Omit all pictures. Copy exactly the lines from the line containing "Draw the outline of every instance of the <item>rear" to the end of the listing, with both ends included.

···

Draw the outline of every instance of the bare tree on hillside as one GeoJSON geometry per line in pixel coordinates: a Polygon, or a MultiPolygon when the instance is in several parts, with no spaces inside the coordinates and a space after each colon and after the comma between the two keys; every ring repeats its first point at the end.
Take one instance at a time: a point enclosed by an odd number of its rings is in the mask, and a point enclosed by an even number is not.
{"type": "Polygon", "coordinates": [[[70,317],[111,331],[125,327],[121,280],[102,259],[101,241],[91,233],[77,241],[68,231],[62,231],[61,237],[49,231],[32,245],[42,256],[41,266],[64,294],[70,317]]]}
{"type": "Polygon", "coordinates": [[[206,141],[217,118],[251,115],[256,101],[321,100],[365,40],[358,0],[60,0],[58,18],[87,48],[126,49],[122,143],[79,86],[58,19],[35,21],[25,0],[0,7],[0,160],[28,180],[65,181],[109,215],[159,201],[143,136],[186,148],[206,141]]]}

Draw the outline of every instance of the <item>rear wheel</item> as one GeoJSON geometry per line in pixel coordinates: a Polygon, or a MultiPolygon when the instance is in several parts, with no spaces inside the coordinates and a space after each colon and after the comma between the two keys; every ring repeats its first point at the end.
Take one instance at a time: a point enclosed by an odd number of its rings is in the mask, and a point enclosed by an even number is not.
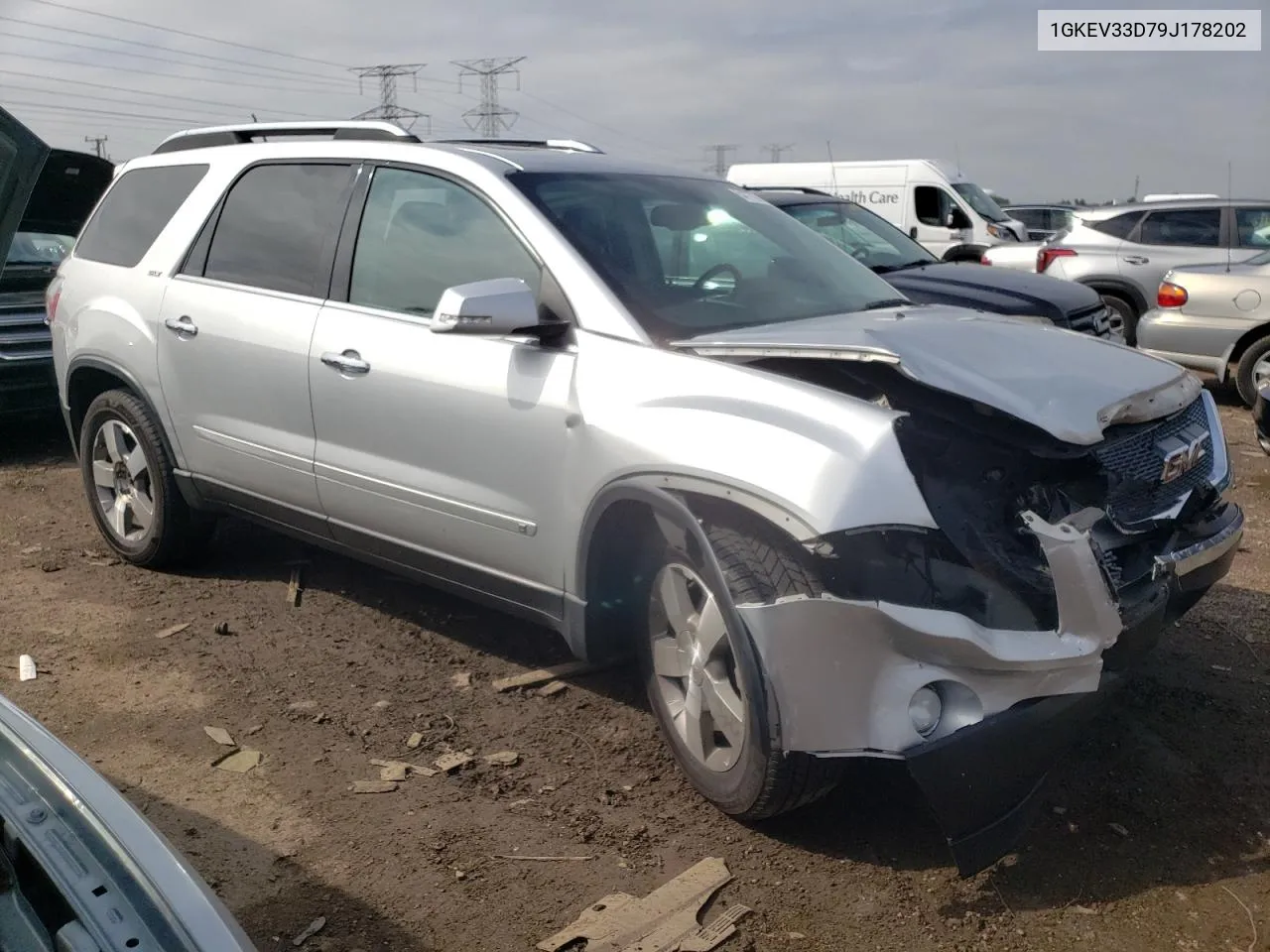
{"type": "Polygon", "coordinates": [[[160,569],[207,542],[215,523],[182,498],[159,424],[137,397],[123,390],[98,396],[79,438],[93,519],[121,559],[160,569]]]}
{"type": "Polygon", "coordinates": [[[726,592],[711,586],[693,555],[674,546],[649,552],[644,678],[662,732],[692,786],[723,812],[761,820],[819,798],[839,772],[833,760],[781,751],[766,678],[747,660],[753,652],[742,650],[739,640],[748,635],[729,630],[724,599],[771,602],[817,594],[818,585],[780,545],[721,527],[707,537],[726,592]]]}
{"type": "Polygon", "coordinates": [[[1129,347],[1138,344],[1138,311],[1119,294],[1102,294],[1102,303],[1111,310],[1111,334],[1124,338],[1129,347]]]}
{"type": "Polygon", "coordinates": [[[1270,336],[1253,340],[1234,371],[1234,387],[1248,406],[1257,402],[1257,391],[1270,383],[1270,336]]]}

···

■ Exercise result:
Draw the outline of every instance of the <item>rear wheel</item> as one GeoJSON geometry per line in pixel coordinates: a Polygon, or a MultiPolygon when the instance is in several parts, with no spaces inside the coordinates and a space after each colon and after the comma between the two keys; every ring repeats its first point at the end.
Take one instance at a time: a point enclosed by an odd number of its rings is in the mask, and a point enclosed by an even number is not.
{"type": "Polygon", "coordinates": [[[160,569],[207,542],[215,523],[182,498],[159,424],[137,397],[123,390],[98,396],[79,438],[93,519],[121,559],[160,569]]]}
{"type": "Polygon", "coordinates": [[[726,592],[711,586],[693,555],[674,546],[649,552],[644,678],[662,732],[692,786],[723,812],[761,820],[819,798],[839,772],[833,760],[781,751],[766,678],[747,660],[753,652],[742,650],[739,640],[748,635],[729,630],[724,599],[771,602],[817,594],[818,585],[780,545],[721,527],[707,537],[726,592]]]}
{"type": "Polygon", "coordinates": [[[1129,347],[1138,344],[1138,311],[1119,294],[1102,294],[1102,303],[1111,310],[1111,334],[1124,338],[1129,347]]]}
{"type": "Polygon", "coordinates": [[[1270,336],[1253,340],[1234,371],[1234,387],[1248,406],[1257,402],[1257,391],[1270,383],[1270,336]]]}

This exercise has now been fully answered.